TEXTE FOURNI —

Je ne dis pas cela maintenant pour faire perdre la tête à notre frère Marc. C'est une chose qui vaut en soi. Si c'était un autre, je dirais la même chose, mais en rappelant qu'il importe d'être à la hauteur d'une telle confiance. Et que pour nourrir en soi cette humilité qui est fondamentale, cette crainte de Dieu dont Saint Benoît parlait hier, et pour entretenir cette sagesse de vie, il faut beaucoup, beaucoup prier. Le cellérier doit être un contemplatif, un homme qui vit habituellement dans la présence de Dieu, qui permet à l'Esprit Saint de prendre possession de son cœur et de le conduire comme il l'entend.

 

L'idéal, mes frères, serait que chacun dans la communauté puisse devenir Abbé ou cellérier, ou enfin n'importe quel emploi, je laisse de côté les questions de compétences. Le choix ne se ferait qu'à partir de la compétence car alors on serait une communauté de saints.

On dira: Mais on s'ennuierait parce qu'il ne, se passerait rien ! Je ne sais pas si on s'ennuierait. Je pense qu'il se passerait beaucoup de choses, des choses très belles. Et ce sera notre bonheur dans le ciel, dans la lumière de Dieu, où il ne se passe rien, rien que des merveilles et des miracles. Espérons que nous y serons tous bien vite ! Qu'est-ce que c'est que quelques années ? Nous y serons demain !

SÉRIE D'EXERCICES —
(1) Répondez brièvement d'après l'extrait sur le cellérier :
(a) Qui parlait hier de la crainte de Dieu ?
(b) Que serait l'idéal pour chacun dans la communauté ?
(c) Où, selon l'extrait, ne se passe-t-il rien que des merveilles et des miracles ?
(2) Dans l'extrait sur le cellérier, substituez « homme de prière » à « contemplatif » et recopiez le passage qui commence aux mots « Je ne dis pas » et s'arrête après « comme il l'entend. ».
(3) Poursuivez l'extrait sur le cellérier après sa dernière phrase.

(Données de pointage de régions)
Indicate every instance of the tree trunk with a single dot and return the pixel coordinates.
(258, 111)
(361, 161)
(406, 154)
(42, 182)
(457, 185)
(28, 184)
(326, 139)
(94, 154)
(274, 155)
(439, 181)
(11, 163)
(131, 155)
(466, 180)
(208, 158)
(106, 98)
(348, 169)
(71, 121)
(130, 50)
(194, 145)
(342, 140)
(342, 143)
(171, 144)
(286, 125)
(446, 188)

RÉSULTATS DES EXERCICES —
(1)
(a) Saint Benoît.
(b) Que chacun puisse devenir Abbé ou cellérier, ou enfin n'importe quel emploi.
(c) Dans le ciel, dans la lumière de Dieu.

(2)
Je ne dis pas cela maintenant pour faire perdre la tête à notre frère Marc. C'est une chose qui vaut en soi. Si c'était un autre, je dirais la même chose, mais en rappelant qu'il importe d'être à la hauteur d'une telle confiance. Et que pour nourrir en soi cette humilité qui est fondamentale, cette crainte de Dieu dont Saint Benoît parlait hier, et pour entretenir cette sagesse de vie, il faut beaucoup, beaucoup prier. Le cellérier doit être un homme de prière, un homme qui vit habituellement dans la présence de Dieu, qui permet à l'Esprit Saint de prendre possession de son cœur et de le conduire comme il l'entend.

(3)
 

 

Chapitre 31,27-42 : Portrait idéal du cellérier.09.07.88

      Ce chapitre est pour tous !

 

Mes frères,

 

A partir de ce que Saint Benoît nous dit du cellérier, nous comprenons qu'il entend faire du monastère une réplique du Jardin d'Eden. L'air qu'on doit y respirer, c'est l'humilité : Avant tout, qu'on ait l'humilité, 31,27. Personne ne se prend au sérieux, personne ne regarde les autres de haut, chacun reste à sa place. Chacun est au service de tous, chacun se juge inférieur à tous.

La règle, c'est le silence. Ce n'est pas le mutisme, un mutisme morbide, un mutisme rageur. Non, c'est le silence qui permet de converser avec Dieu, un silence qui est admiration éperdue en présence de l'indicible.

Le silencieux, c'est un contemplatif. Le bavard, c'est exactement le contraire. Il ne sait pas ce qu'il fait, il ne sait pas ce qu'il dit. Il ne sait pas ce qu'il fait dans un monastère. Il n'y est pas à sa place.

Il faut oser le dire, et à bon entendeur, salut !

 

Mais s'il faut parler ? S'il faut parler, on dit de bonnes paroles. Une bonne parole est plus précieuse que le plus beau des cadeaux, dit l’Ecriture, Si 18,17. Les bonnes paroles réjouissent le cœur, elles le nourrissent, elles rendent l'homme meilleur.

Et ce sont des paroles qui ne viennent pas de la passion, qui ne viennent pas de l'égoïsme, du désir de possession, de domination ou de perversion de l'autre. Non, elles viennent des profondeurs de Dieu. Ce sont des paroles qui sont créées par l'Esprit qui habite le cœur du frère, de bonnes paroles.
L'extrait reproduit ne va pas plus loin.